_Written task_. From the text on processor power efficiency, reproduce word for word the part that opens with the words containing "Aside from multi-core" and closes with "silicon dioxide dielectric.".

_Supplied text_.
[BEGIN]
Aside from multi-core technology, Intel is active in other power efficiency methods—such as reducing leakage current. Ames mentions work with high-k dielectric materials and different gate metals to combat leakage current, an issue becoming critical at smaller silicon process nodes. Using high-k dielectrics, Intel claims 100 times less leakage current compared to a traditional silicon dioxide dielectric.

Another newer way to boost power efficiency (and chip performance) is a process that forces silicon atoms apart in the semiconductor material to allow less restricted flow of electrons. Known as "strained silicon," it yields less power consumption and less heat generation. Ames notes a five-fold reduction of leakage current using Intel's proprietary strained silicon, and a further four-times reduction with its second-generation strained silicon as the company scales to the 65-nm process.

PC-based Control
Effect of operating frequency on power consumption is shown for Freescale Semiconductor’s MCF5213 devices under two low-power modes—run and wait/doze. SRAM version consumes substantially less power than flash memory at all frequencies. Measurements were made at room

At AMD, ongoing power management methods range from the granular performance-state (reduced core voltage and frequency) to fine-grain approaches. This includes the block level, where certain chip sections can be shut down optimally during unused periods, and clock gating at individual transistors—for example—that take "power management to the farthest extent possible," according to Kerby. "These techniques will be applied to devices outside the CPU to a greater extent than today."

One such external device, the memory controller, has been integrated into the processor by AMD to obtain benefits of direct connection of memory to CPU, I/O to CPU, and CPUs to CPUs, for more linear symmetrical multiprocessing—as well as lower power consumption. Kerby emphasizes that maximum power state of dual-core AMD Opteron processors, at 95 W, includes the memory controller.

Other factors related to power management, such as footprint, leakage current, or role of development tools, are weighted and considered in defining capabilities of each generation of products. "We take a systematic approach and focus our efforts on areas that will provide the greatest improvement," adds Kerby.
[END]
_Entries provided_.
[BEGIN]
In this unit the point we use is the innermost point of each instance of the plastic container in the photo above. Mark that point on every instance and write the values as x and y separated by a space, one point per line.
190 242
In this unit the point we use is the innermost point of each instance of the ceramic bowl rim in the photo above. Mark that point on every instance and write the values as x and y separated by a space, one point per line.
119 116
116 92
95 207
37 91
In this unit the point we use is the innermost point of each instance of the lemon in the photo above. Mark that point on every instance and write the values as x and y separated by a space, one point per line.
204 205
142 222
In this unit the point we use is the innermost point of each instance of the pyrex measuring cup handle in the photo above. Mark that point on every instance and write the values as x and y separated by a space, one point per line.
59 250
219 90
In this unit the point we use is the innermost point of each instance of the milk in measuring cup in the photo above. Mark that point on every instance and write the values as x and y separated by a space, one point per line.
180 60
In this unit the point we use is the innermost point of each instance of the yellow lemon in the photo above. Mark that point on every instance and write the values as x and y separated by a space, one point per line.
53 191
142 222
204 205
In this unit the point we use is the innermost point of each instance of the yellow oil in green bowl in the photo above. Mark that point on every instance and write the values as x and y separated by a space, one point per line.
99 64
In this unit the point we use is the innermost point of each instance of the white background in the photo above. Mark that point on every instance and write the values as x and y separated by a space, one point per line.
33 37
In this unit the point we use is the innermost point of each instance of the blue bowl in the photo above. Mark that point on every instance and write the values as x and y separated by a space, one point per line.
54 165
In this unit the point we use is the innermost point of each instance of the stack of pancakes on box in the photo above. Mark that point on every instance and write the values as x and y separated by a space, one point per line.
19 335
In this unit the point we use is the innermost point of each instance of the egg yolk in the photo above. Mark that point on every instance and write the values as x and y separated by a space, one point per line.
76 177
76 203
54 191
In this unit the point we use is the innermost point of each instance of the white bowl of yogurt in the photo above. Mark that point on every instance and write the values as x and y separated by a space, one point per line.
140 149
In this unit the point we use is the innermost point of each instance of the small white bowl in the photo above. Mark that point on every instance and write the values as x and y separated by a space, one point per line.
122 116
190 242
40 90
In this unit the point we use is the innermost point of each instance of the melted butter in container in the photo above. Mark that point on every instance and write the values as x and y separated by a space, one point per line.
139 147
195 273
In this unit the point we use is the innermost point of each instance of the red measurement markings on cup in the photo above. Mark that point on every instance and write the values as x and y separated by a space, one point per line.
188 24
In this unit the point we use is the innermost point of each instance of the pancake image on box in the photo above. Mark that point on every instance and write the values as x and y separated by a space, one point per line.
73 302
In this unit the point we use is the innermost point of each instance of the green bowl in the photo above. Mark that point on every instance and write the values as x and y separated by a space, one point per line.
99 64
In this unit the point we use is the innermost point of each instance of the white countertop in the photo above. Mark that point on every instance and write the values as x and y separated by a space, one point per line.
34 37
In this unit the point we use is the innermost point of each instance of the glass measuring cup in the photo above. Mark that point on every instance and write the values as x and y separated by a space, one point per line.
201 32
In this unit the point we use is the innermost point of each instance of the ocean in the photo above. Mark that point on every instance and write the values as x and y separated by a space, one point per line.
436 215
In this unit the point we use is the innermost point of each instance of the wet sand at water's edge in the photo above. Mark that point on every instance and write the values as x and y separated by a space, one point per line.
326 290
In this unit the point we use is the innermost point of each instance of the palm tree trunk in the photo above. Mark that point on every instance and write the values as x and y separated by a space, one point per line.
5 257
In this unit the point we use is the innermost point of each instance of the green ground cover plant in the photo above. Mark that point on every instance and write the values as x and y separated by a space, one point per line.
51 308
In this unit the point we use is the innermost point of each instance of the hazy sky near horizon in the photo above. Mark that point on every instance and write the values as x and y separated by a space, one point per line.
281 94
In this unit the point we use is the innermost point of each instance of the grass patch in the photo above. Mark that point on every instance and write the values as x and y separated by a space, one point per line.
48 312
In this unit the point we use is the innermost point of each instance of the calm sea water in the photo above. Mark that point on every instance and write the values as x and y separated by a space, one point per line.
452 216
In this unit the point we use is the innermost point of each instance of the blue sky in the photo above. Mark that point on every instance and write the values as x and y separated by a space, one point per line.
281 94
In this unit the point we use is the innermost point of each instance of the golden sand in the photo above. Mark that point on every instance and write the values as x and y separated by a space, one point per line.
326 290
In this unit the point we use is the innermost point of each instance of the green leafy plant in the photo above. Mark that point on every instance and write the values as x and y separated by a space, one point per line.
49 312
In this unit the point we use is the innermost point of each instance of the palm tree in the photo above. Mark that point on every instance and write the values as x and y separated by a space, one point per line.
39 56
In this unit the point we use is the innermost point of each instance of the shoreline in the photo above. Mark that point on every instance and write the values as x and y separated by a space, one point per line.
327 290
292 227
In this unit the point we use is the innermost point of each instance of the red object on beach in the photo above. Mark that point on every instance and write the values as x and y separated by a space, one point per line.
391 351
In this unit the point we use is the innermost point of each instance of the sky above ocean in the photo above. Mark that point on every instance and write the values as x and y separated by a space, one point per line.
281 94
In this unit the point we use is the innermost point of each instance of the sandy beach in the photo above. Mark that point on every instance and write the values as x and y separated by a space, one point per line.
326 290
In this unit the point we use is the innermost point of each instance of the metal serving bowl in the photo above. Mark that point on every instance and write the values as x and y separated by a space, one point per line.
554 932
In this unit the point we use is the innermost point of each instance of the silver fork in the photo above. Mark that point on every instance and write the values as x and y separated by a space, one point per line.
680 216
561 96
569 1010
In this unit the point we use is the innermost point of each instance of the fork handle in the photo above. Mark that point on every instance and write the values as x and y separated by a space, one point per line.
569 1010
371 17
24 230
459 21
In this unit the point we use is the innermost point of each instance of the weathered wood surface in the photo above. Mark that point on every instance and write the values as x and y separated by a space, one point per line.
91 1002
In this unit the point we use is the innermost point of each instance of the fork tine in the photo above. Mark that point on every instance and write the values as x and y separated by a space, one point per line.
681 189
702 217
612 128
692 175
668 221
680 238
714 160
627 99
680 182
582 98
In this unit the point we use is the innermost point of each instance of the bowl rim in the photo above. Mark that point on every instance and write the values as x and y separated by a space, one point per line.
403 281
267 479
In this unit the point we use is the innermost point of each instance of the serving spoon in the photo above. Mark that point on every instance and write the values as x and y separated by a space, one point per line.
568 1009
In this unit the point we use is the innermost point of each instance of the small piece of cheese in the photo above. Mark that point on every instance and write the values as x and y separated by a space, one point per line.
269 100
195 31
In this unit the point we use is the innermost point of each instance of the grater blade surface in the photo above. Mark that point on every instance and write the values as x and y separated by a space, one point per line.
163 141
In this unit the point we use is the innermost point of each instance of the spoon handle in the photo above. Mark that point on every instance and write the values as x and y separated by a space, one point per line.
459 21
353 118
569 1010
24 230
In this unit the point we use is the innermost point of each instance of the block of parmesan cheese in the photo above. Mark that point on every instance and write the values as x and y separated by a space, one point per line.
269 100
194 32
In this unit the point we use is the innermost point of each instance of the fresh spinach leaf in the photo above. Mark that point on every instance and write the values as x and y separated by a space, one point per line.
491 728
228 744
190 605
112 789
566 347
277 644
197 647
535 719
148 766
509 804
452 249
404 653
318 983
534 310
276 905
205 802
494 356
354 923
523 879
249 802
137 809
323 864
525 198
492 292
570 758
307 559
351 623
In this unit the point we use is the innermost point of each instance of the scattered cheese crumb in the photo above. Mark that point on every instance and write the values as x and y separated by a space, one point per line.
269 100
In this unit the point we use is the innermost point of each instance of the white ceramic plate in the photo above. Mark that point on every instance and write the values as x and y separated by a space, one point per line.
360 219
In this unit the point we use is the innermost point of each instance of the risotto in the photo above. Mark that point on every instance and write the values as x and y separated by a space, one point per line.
[END]
_Reply to the task_.
Aside from multi-core technology, Intel is active in other power efficiency methods—such as reducing leakage current. Ames mentions work with high-k dielectric materials and different gate metals to combat leakage current, an issue becoming critical at smaller silicon process nodes. Using high-k dielectrics, Intel claims 100 times less leakage current compared to a traditional silicon dioxide dielectric.